**** TEXT SECTION ****

A Couple and a Baby on Valentine`s Day
As life grows and relationships progress, the meaning of certain days may be altered slightly. Valentine’s Day is the perfect example. Once a baby is introduced into a relationship, the original love that has been celebrated in the past is at a new level. A level that is not understood until it is experienced. It’s no wonder that couples who have just experienced parenthood tend to highlight their first Valentine’s day as a family. A husband (or partner) is looking at the new mother as superwoman, and the woman sees her partner as the person who helped create this new life. What an amazing new stage of a relationship to celebrate! So how should you celebrate? I listed wonderful ideas to begin Valentine’s Day Traditions last week, but those tend to start once the child(ren) are a little older. I want to focus on the infant period. The stage of parenthood when the new love is still in its babymoon period, sleep is sporadic, life is still adjusting, and attention to the relationship at its core is needed.
Ideas to Spoil a New Mom on Valentine’s Day:The key here is to make her feel pampered. As a new mom, she overlooks and puts everyone before herself. Has she had her hair done since having the baby? How about a massage? Does she spend the day in pajamas, breastfeeding a baby, cooking and cleaning? Is she trying to work fulltime and pull the all night baby shift at home? As a mom, she wants to feel WANTED not just needed. Spoil her; pamper her; appreciate – but more so – LOVE her. Ask her to pump enough milk for her to go be pampered without worrying about taking care of the baby. Treat her to:
- A Break. Take care of everything for a day, from breakfast to laundry to cleaning bathrooms. Let her feel as though she doesn’t need to lift a finger.

**** MATERIAL FOR THE TASK ****

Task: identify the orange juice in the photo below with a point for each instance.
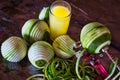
(59, 21)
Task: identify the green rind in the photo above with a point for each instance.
(90, 34)
(99, 41)
(14, 49)
(40, 51)
(34, 30)
(63, 46)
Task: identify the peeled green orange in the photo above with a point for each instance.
(94, 37)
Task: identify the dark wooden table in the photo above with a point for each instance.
(14, 13)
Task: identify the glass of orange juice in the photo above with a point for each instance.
(59, 18)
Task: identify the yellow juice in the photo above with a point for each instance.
(59, 21)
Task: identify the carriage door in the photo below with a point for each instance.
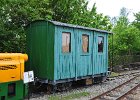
(66, 63)
(83, 53)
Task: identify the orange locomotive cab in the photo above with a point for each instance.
(12, 66)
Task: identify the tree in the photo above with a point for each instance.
(137, 20)
(14, 15)
(126, 36)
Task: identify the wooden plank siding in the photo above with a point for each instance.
(49, 62)
(76, 63)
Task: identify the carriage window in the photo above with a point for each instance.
(100, 43)
(85, 43)
(66, 42)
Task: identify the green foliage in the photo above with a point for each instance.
(126, 36)
(14, 15)
(137, 20)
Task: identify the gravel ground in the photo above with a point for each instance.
(135, 95)
(93, 90)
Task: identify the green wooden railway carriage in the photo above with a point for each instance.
(60, 52)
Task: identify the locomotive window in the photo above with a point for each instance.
(66, 42)
(85, 43)
(100, 43)
(12, 89)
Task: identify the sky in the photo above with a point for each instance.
(112, 7)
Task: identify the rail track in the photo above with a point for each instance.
(42, 92)
(121, 91)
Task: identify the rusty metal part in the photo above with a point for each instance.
(105, 93)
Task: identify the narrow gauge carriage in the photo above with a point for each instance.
(60, 53)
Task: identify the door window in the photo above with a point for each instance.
(66, 42)
(100, 43)
(85, 43)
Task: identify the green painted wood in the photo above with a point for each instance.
(64, 62)
(44, 43)
(19, 90)
(40, 48)
(100, 60)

****

» WRITTEN EXERCISE A: In the Valentine's Day text, what should the new mother be asked to do so she can go be pampered without worrying about the baby?
» WRITTEN EXERCISE B: Identify every line of the listing that contains the string "green", and copy each one; case counts.
The Valentine's Day text has no connection to the listing.

» RESPONSE A: She should be asked to pump enough milk.

» RESPONSE B:
Task: identify the green rind in the photo above with a point for each instance.
Task: identify the peeled green orange in the photo above with a point for each instance.
Task: identify the green foliage in the photo above with a point for each instance.
Task: identify the green wooden railway carriage in the photo above with a point for each instance.
Task: identify the green painted wood in the photo above with a point for each instance.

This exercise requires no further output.